Start of RECORDS SUPPLIED
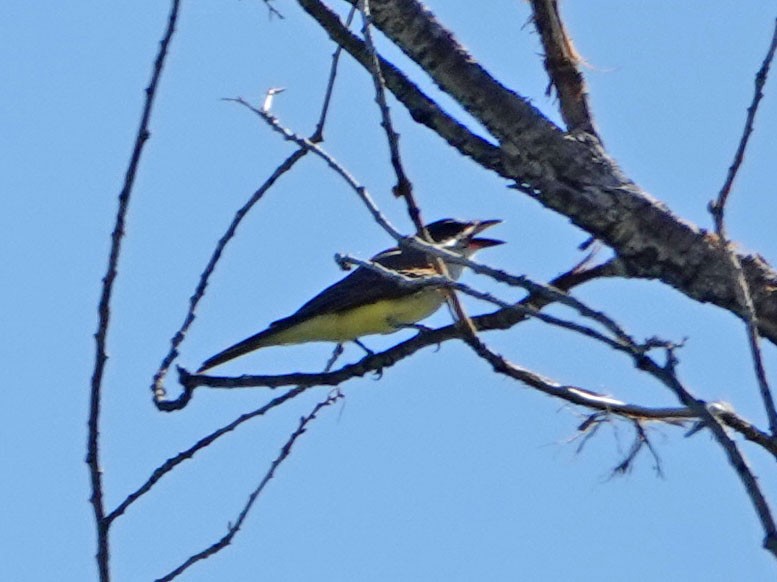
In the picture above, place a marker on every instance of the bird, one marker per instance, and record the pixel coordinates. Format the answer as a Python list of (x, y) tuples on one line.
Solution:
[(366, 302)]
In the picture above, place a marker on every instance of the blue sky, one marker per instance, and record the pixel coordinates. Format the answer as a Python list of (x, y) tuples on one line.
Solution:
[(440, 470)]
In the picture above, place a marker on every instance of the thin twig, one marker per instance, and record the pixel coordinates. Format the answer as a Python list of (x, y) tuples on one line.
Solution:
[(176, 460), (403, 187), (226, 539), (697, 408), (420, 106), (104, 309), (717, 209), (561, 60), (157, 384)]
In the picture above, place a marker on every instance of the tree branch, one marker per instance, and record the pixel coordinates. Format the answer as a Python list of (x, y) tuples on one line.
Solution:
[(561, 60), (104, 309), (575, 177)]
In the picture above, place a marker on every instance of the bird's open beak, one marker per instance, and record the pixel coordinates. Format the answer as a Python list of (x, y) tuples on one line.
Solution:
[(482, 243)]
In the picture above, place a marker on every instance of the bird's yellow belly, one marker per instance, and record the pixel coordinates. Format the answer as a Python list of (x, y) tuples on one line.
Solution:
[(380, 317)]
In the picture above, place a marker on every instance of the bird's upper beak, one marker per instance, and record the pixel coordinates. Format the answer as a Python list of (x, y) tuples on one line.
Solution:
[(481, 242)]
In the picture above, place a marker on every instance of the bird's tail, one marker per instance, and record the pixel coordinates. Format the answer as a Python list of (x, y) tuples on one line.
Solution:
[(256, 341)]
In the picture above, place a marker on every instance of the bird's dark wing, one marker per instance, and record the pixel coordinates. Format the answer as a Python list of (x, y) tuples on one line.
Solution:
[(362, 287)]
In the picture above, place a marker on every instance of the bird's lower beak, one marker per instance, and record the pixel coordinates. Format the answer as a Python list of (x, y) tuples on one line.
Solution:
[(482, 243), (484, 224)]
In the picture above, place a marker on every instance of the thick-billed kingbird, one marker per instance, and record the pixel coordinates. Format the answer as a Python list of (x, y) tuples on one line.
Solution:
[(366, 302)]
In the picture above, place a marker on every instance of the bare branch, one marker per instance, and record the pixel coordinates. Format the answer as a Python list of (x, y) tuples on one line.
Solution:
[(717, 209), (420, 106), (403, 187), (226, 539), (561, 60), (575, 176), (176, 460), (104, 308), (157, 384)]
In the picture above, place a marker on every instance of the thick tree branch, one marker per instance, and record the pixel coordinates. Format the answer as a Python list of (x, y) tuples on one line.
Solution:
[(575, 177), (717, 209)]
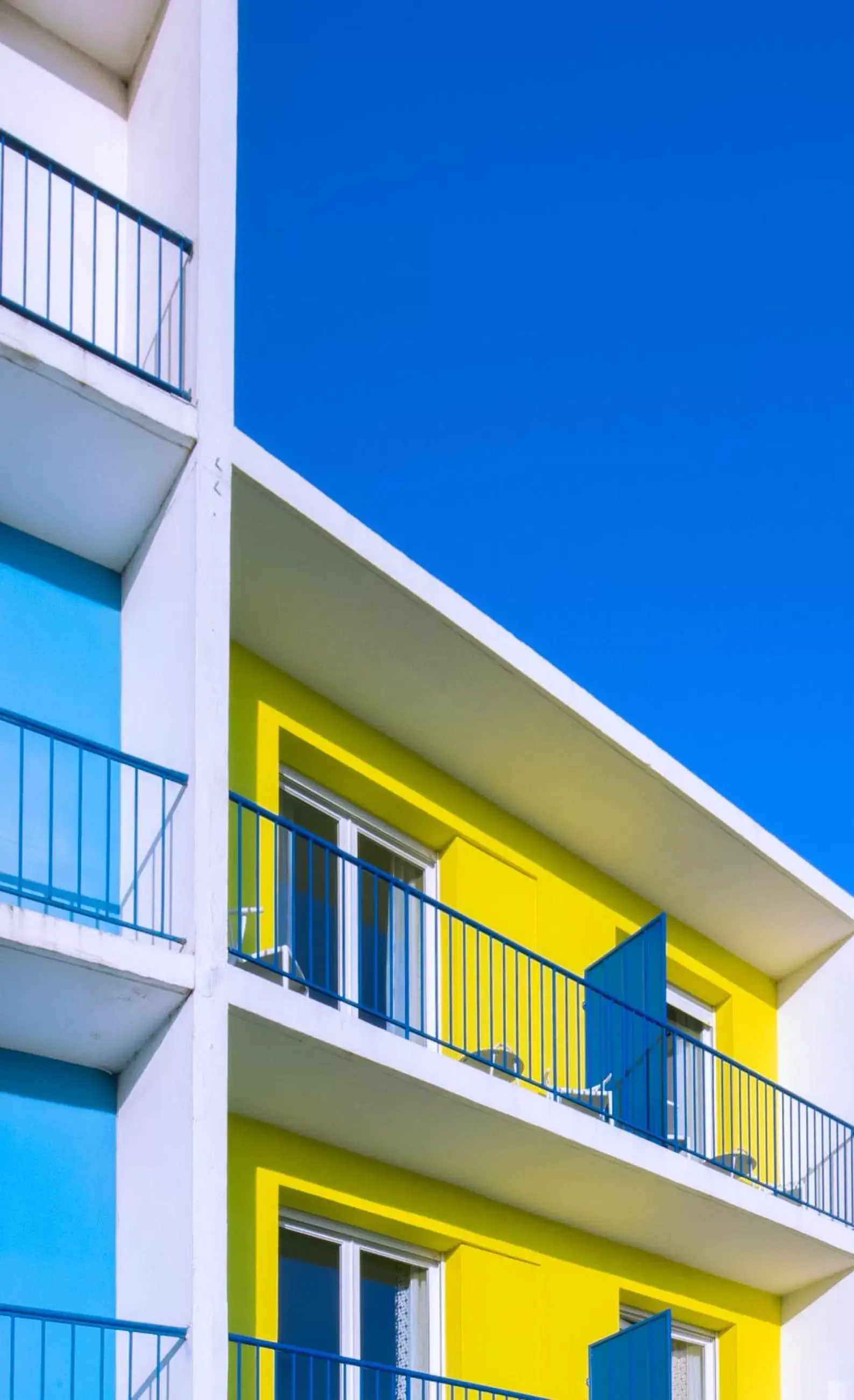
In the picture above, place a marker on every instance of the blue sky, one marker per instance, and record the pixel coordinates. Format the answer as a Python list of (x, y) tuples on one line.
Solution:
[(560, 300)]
End of RECORDS SUPPLIED
TASK PROMPT - Can you reproduce all the items above verbatim, leaving the pictures out?

PROBLEM SOLUTION -
In the picture above, place a marker on every instance of the bird, one marker per instance, and record the pixel coordinates. Format the answer as a Python list of (x, y) tuples on one line.
Solution:
[(366, 302)]
In the picture above, place a marker on every instance of the blue sky, one marker per instance, and record the pixel coordinates. Format the answer as a Python list of (x, y) tuples on one line.
Solution:
[(440, 470)]
In the picture above, place a marker on every instance of the thin twig, one marker per instance, and record the pixel coordinates. Format the answer as a Python list of (x, y) tuples on one line.
Solution:
[(176, 460), (403, 187), (226, 539), (697, 408), (420, 106), (104, 309), (717, 209), (561, 60), (157, 384)]
In the picture above, place a marker on every instance of the tree branch, one marker per instance, and record the pixel coordinates. Format the answer as a Python list of (x, y) tuples on one line.
Solution:
[(561, 60), (104, 309), (575, 177)]
In the picture above, place a marker on every instance of the bird's open beak, one marker per instance, and record the pixel coordinates. Format the answer as a Python list of (x, y) tuples on one line.
Solution:
[(482, 243)]
In the picture above, place a marker on every instance of the bird's yellow belly, one marker per instance, and record the pixel coordinates. Format the answer as a Python list of (x, y) tuples on one line.
Solution:
[(380, 317)]
In the picture above, place a marker on every instance of the bird's upper beak, one marker per instance, and record the pixel coordinates. Format the answer as a Python list of (x, y) tuples on one line.
Solution:
[(481, 242)]
In the picture above, place a marker on every instance of the bird's tail, one marker per instance, and record the pixel coordinates. Format the answer as a Python list of (x, y) tuples on one line.
Solution:
[(256, 341)]
In the picture above, place a marker on every instance of the bird's dark wing, one marker per instance, and record the pixel coordinates. Format the answer as a Python list of (x, y) tuples on one line.
Solution:
[(362, 287)]
In the picture above, place a marker on every instance of the bird's lower beak, one marker per instance, and record the pixel coordinates. Format the answer as a Python list of (x, y) tuples on one line.
Solution:
[(482, 243), (484, 224)]
In the picture above, place a marker on every instance of the thick-billed kingbird, one marker per instance, and record the pixel coordinates. Format the answer as a Python list of (x, y) tuples on one line.
Solution:
[(366, 302)]
In the picture above, place a marker on every instance of the bare branch, one marker per instance, and record the pixel coordinates. Format the answer as a Python list of (x, y) tuples on one line.
Solution:
[(717, 209), (420, 106), (403, 187), (226, 539), (561, 60), (575, 176), (176, 460), (104, 308), (157, 384)]
In the picture above, place a marker on every instance of the thick tree branch, one marker per instance, and record the pixel coordinates. Format the answer as a Python list of (x, y) tuples on one line.
Solution:
[(575, 177), (717, 209)]
In the picture above, place a marker on every instance of the blue sky, one marker per instance, and record the pixel coordinates. Format the answer as a Python list of (x, y) tuples on one line.
Solution:
[(560, 300)]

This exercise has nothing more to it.